── Stored data ──
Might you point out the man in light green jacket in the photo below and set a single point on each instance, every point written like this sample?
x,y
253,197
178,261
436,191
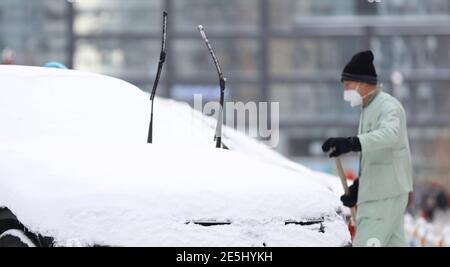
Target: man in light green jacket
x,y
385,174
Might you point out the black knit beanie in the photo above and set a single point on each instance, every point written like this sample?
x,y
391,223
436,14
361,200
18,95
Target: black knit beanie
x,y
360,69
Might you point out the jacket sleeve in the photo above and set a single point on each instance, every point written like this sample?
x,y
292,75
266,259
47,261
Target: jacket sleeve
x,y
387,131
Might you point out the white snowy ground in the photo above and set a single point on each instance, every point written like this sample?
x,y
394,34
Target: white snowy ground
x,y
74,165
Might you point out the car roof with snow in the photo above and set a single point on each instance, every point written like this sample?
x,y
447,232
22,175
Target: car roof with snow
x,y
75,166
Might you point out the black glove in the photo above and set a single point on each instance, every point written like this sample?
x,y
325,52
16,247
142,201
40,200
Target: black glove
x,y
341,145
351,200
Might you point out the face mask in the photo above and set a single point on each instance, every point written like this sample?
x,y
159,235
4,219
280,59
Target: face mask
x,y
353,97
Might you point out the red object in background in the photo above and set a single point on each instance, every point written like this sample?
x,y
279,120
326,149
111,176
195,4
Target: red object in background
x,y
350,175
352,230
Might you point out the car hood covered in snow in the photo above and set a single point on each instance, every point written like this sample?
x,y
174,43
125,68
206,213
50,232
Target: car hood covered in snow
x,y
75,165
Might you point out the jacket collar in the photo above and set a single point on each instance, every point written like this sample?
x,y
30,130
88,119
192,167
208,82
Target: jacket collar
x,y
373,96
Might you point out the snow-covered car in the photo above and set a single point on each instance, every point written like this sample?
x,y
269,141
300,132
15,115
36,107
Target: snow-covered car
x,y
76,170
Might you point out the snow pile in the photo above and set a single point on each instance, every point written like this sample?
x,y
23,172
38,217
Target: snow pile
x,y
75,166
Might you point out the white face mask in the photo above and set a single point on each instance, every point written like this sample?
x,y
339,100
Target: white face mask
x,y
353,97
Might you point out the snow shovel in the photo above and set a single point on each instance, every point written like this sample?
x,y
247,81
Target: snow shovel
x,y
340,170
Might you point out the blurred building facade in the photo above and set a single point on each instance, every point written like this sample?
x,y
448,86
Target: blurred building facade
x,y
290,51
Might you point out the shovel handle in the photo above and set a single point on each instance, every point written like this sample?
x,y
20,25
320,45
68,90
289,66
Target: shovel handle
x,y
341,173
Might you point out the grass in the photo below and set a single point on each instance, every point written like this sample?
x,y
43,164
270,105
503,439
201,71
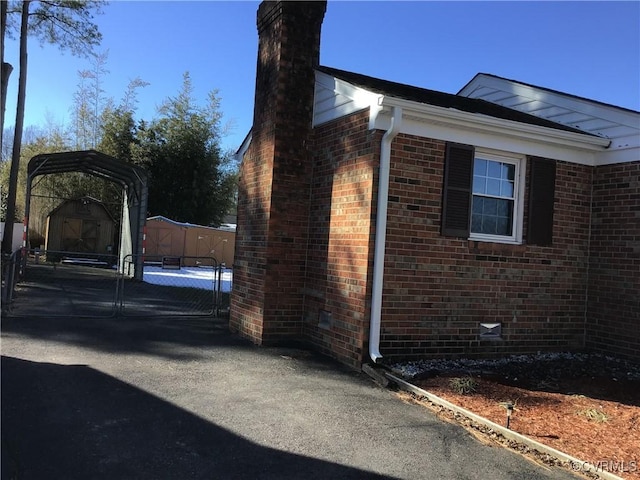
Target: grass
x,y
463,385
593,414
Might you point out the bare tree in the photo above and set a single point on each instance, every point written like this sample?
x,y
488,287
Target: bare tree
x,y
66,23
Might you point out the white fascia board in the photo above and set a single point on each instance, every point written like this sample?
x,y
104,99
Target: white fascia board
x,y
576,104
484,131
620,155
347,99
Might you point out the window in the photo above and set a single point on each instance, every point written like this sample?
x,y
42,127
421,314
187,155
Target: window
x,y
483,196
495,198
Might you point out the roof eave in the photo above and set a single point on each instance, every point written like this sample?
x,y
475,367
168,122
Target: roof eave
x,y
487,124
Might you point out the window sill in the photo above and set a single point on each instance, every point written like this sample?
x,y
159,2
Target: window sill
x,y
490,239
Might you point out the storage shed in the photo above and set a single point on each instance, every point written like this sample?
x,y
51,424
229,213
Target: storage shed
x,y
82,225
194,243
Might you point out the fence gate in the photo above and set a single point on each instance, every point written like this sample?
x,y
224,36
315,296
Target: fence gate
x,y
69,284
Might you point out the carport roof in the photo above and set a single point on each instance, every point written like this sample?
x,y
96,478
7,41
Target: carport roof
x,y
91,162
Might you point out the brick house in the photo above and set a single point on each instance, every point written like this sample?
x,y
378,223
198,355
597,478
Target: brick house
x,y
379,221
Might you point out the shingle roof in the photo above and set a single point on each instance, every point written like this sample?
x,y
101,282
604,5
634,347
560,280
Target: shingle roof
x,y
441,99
───
── Stored data ──
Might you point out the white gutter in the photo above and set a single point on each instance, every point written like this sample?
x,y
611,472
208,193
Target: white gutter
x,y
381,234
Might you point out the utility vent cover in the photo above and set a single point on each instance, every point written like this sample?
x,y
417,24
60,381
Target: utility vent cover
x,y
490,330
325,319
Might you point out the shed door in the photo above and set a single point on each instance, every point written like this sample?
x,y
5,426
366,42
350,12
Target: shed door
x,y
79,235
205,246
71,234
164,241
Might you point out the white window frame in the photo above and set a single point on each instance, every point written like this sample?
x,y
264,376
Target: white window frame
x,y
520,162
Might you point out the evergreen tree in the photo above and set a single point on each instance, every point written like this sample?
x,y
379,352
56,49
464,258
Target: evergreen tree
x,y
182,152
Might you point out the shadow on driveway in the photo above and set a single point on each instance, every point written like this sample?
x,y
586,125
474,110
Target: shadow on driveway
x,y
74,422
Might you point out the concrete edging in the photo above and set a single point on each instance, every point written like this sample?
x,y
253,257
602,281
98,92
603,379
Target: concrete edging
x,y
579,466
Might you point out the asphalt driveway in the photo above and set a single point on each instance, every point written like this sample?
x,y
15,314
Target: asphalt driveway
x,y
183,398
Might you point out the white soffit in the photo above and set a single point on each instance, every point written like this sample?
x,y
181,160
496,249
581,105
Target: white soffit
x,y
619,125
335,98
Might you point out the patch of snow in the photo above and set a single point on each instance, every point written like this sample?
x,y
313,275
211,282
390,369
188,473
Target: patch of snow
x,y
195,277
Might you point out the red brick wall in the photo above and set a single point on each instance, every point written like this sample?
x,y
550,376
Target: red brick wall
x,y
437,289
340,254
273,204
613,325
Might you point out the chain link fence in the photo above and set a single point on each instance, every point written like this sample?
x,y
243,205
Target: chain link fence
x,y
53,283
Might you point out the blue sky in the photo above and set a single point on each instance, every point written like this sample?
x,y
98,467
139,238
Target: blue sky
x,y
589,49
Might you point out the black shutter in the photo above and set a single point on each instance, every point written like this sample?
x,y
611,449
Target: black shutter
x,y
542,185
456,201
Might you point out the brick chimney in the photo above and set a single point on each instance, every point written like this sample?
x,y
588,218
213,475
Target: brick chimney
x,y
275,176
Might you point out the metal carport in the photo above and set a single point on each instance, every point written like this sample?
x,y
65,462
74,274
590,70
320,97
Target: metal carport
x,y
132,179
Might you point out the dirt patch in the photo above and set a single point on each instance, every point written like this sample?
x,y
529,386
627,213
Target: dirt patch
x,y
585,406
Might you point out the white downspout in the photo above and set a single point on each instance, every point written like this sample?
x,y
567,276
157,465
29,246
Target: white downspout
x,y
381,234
───
Task objective
Which of the lines above hold the string "below"? Copy each one.

Worked solution
Might you point out the man in light green jacket in the photo below and set a single point on each instance, every point written like this sample?
Might you point out the grass in the photo below and set a single point on each instance, every point written like this sample?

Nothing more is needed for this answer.